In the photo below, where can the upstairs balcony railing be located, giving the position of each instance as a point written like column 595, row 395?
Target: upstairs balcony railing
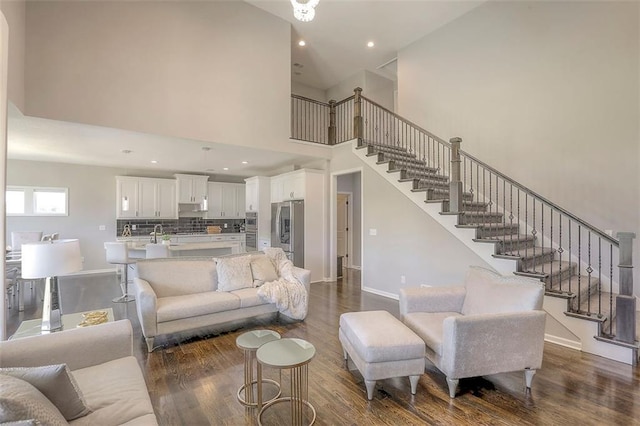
column 599, row 284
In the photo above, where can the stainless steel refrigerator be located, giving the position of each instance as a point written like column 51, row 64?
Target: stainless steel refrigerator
column 287, row 229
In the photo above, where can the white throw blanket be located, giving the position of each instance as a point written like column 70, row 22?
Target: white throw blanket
column 287, row 292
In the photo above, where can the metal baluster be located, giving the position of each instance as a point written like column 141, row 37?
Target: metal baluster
column 579, row 266
column 569, row 257
column 599, row 289
column 610, row 288
column 589, row 271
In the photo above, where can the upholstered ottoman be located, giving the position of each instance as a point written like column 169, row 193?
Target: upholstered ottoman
column 381, row 347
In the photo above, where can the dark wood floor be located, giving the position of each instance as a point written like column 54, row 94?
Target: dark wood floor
column 192, row 380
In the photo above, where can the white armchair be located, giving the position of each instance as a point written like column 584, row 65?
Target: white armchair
column 492, row 324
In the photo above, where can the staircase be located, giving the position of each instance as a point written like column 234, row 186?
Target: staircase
column 586, row 272
column 575, row 293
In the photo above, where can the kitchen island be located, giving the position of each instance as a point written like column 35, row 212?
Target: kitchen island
column 191, row 245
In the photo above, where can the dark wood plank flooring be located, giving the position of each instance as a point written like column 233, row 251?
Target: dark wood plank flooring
column 193, row 379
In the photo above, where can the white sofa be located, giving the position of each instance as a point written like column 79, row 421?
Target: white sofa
column 180, row 294
column 491, row 324
column 101, row 362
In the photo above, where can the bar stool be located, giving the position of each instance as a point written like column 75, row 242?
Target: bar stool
column 117, row 254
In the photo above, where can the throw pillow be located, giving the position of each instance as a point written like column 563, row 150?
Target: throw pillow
column 491, row 293
column 57, row 384
column 262, row 270
column 234, row 273
column 19, row 400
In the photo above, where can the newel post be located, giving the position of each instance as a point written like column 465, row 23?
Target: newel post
column 358, row 121
column 332, row 122
column 625, row 300
column 455, row 185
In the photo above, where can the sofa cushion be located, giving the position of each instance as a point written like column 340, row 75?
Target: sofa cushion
column 116, row 392
column 19, row 400
column 234, row 273
column 262, row 270
column 57, row 384
column 177, row 277
column 194, row 305
column 249, row 297
column 491, row 293
column 428, row 325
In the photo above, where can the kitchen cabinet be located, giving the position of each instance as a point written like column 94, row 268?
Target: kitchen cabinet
column 292, row 186
column 226, row 201
column 192, row 189
column 145, row 198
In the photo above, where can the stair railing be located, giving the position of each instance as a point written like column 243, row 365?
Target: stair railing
column 572, row 257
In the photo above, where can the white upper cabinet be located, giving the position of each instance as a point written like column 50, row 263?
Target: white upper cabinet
column 226, row 201
column 145, row 198
column 192, row 189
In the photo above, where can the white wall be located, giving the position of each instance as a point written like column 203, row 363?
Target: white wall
column 14, row 12
column 546, row 92
column 92, row 202
column 350, row 183
column 408, row 241
column 197, row 70
column 308, row 92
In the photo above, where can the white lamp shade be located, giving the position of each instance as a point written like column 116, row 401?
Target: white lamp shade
column 51, row 258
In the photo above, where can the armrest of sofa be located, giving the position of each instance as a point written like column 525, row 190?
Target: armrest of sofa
column 78, row 347
column 431, row 299
column 147, row 304
column 304, row 276
column 483, row 344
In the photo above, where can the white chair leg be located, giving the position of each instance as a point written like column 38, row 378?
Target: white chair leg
column 370, row 384
column 150, row 341
column 453, row 385
column 414, row 384
column 528, row 376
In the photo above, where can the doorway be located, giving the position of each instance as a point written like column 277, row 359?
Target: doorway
column 344, row 223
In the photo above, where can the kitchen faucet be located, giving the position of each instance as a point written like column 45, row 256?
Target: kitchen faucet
column 155, row 233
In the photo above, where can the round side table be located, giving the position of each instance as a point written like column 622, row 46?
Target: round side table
column 250, row 342
column 293, row 354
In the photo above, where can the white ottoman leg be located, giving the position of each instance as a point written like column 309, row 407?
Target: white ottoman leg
column 414, row 384
column 528, row 376
column 371, row 384
column 453, row 385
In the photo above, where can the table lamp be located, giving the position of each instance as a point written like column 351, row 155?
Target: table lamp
column 50, row 259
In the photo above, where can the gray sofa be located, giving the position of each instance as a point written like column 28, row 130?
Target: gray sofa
column 491, row 324
column 180, row 294
column 101, row 362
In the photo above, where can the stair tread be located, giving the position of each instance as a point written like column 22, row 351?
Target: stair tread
column 550, row 267
column 529, row 252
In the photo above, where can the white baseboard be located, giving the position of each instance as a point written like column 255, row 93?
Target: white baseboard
column 571, row 344
column 380, row 293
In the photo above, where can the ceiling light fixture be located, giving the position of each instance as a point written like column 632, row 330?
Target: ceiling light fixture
column 304, row 10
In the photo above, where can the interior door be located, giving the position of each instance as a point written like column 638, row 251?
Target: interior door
column 342, row 226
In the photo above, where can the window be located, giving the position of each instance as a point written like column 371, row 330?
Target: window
column 36, row 201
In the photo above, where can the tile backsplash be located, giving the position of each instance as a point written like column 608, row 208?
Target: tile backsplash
column 183, row 225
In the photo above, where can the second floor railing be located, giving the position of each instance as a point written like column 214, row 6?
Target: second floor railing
column 577, row 258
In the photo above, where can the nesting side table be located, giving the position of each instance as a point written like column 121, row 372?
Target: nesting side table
column 293, row 354
column 250, row 342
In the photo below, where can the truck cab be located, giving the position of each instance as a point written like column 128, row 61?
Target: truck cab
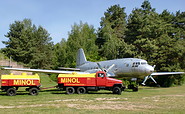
column 82, row 83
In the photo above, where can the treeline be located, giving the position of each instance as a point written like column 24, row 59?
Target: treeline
column 157, row 38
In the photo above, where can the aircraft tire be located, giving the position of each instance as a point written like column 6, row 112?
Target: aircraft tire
column 33, row 91
column 70, row 90
column 135, row 89
column 117, row 90
column 11, row 92
column 81, row 90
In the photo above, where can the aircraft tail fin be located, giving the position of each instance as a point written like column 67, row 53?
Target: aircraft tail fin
column 81, row 59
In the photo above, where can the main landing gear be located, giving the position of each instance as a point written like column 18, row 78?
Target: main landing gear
column 133, row 84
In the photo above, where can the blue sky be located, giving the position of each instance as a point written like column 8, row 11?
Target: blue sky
column 57, row 16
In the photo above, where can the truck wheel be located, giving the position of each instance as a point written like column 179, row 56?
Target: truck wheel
column 33, row 91
column 81, row 90
column 117, row 90
column 11, row 92
column 70, row 90
column 135, row 89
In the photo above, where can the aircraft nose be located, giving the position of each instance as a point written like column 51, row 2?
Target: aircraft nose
column 149, row 69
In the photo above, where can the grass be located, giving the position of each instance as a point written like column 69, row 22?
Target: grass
column 146, row 100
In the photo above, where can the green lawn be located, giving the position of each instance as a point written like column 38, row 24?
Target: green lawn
column 146, row 100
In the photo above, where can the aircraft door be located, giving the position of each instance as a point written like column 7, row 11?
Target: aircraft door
column 101, row 79
column 135, row 67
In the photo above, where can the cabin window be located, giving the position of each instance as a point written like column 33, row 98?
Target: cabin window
column 101, row 75
column 143, row 63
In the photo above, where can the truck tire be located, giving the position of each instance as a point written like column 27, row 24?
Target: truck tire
column 70, row 90
column 117, row 90
column 11, row 92
column 33, row 91
column 81, row 90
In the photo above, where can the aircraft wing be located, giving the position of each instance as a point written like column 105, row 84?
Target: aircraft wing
column 44, row 71
column 165, row 73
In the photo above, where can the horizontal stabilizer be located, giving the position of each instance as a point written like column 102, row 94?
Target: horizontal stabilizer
column 71, row 69
column 165, row 73
column 44, row 71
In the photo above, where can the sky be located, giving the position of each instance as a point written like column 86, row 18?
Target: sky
column 57, row 16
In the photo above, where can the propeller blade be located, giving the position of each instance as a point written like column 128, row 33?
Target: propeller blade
column 100, row 67
column 110, row 67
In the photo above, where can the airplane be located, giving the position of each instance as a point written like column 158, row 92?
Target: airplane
column 125, row 67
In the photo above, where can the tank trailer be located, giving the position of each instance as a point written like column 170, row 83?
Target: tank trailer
column 11, row 83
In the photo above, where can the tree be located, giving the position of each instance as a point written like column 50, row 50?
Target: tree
column 81, row 36
column 111, row 34
column 29, row 44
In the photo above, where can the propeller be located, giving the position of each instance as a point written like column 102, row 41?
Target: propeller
column 149, row 77
column 105, row 70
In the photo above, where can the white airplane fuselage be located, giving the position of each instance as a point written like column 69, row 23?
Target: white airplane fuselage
column 127, row 67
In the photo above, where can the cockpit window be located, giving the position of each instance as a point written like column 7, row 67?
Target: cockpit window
column 143, row 63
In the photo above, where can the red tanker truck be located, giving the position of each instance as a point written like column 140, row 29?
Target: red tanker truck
column 82, row 83
column 11, row 83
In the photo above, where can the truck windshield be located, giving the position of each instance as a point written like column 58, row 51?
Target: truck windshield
column 101, row 75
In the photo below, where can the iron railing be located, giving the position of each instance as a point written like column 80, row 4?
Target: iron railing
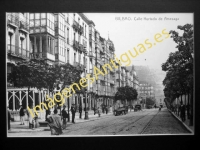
column 18, row 51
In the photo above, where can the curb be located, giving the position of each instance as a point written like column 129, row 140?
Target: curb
column 181, row 122
column 26, row 130
column 69, row 123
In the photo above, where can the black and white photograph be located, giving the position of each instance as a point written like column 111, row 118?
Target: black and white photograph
column 93, row 74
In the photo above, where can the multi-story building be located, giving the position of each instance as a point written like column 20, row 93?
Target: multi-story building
column 101, row 52
column 59, row 38
column 17, row 47
column 146, row 90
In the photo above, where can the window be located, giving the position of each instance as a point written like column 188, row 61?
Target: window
column 37, row 23
column 43, row 15
column 74, row 57
column 31, row 16
column 43, row 22
column 31, row 23
column 79, row 58
column 67, row 35
column 37, row 16
column 85, row 30
column 68, row 55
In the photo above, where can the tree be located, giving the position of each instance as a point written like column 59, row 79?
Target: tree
column 179, row 66
column 36, row 73
column 126, row 93
column 149, row 101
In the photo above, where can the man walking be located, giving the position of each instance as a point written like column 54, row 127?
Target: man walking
column 80, row 111
column 9, row 118
column 21, row 113
column 182, row 110
column 64, row 117
column 73, row 110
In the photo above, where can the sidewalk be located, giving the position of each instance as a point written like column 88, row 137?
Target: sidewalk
column 16, row 127
column 185, row 123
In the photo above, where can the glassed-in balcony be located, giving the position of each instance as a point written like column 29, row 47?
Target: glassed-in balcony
column 18, row 51
column 12, row 19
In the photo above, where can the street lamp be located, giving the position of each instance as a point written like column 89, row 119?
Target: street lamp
column 86, row 112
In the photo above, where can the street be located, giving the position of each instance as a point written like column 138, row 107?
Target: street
column 149, row 121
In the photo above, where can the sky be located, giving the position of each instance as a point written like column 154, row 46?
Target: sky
column 127, row 30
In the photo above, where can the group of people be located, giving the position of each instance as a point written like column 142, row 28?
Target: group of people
column 180, row 110
column 56, row 122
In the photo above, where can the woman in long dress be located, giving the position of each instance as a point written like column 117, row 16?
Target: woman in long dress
column 55, row 123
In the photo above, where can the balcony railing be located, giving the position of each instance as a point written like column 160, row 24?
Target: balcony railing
column 79, row 65
column 75, row 25
column 91, row 54
column 24, row 25
column 18, row 51
column 81, row 48
column 36, row 55
column 111, row 48
column 13, row 19
column 75, row 45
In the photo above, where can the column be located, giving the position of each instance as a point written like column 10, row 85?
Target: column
column 26, row 99
column 53, row 46
column 26, row 48
column 47, row 45
column 82, row 101
column 20, row 97
column 13, row 100
column 7, row 99
column 40, row 44
column 35, row 46
column 33, row 99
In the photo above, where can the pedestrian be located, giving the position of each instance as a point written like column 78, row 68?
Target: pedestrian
column 80, row 111
column 30, row 118
column 47, row 113
column 99, row 112
column 159, row 108
column 64, row 117
column 9, row 118
column 73, row 110
column 179, row 110
column 110, row 108
column 21, row 113
column 182, row 110
column 55, row 123
column 94, row 110
column 106, row 108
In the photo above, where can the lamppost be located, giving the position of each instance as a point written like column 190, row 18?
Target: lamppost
column 86, row 112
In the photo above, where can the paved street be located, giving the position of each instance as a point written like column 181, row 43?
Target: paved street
column 149, row 121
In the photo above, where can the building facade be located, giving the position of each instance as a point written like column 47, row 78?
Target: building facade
column 59, row 38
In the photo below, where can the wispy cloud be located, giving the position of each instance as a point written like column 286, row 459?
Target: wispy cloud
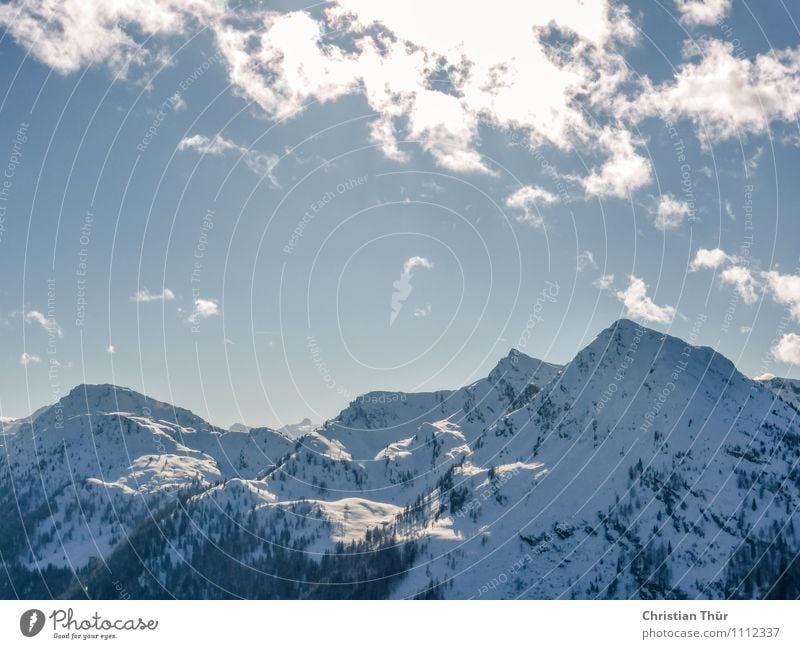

• _TRY IT_: Only the lines from the top of the material above down to the line bearing "In the photo above, where can the staircase", that line included, should be set down exactly; no pictures.

• _YOUR RESPONSE_:
In the photo below, where can the upstairs balcony railing be located, giving the position of each instance as a point written like column 595, row 395?
Target: upstairs balcony railing
column 599, row 284
In the photo above, where can the stainless steel refrigerator be located, giving the position of each instance as a point written like column 51, row 64?
Target: stainless steel refrigerator
column 287, row 229
In the photo above, where can the white throw blanket be located, giving the position of each instance as a point written like column 70, row 22?
Target: white throw blanket
column 287, row 292
In the photo above, where can the metal baluster be located, giving the position of each instance as a point written like column 141, row 37?
Target: metal baluster
column 579, row 266
column 569, row 257
column 599, row 289
column 610, row 288
column 589, row 271
In the photo above, where can the upholstered ottoman be located, giving the position of each instance as a point written like column 169, row 193?
Target: upholstered ottoman
column 381, row 347
In the photo above, where can the dark wood floor be located, giving the position of each instance as a point written like column 54, row 94?
Target: dark wood floor
column 192, row 380
In the photo above, where can the white armchair be located, giving the position of each instance as a point written like column 584, row 65?
Target: white armchair
column 492, row 324
In the photo above, where can the staircase be located, giving the position of each instance as a point written like column 234, row 186?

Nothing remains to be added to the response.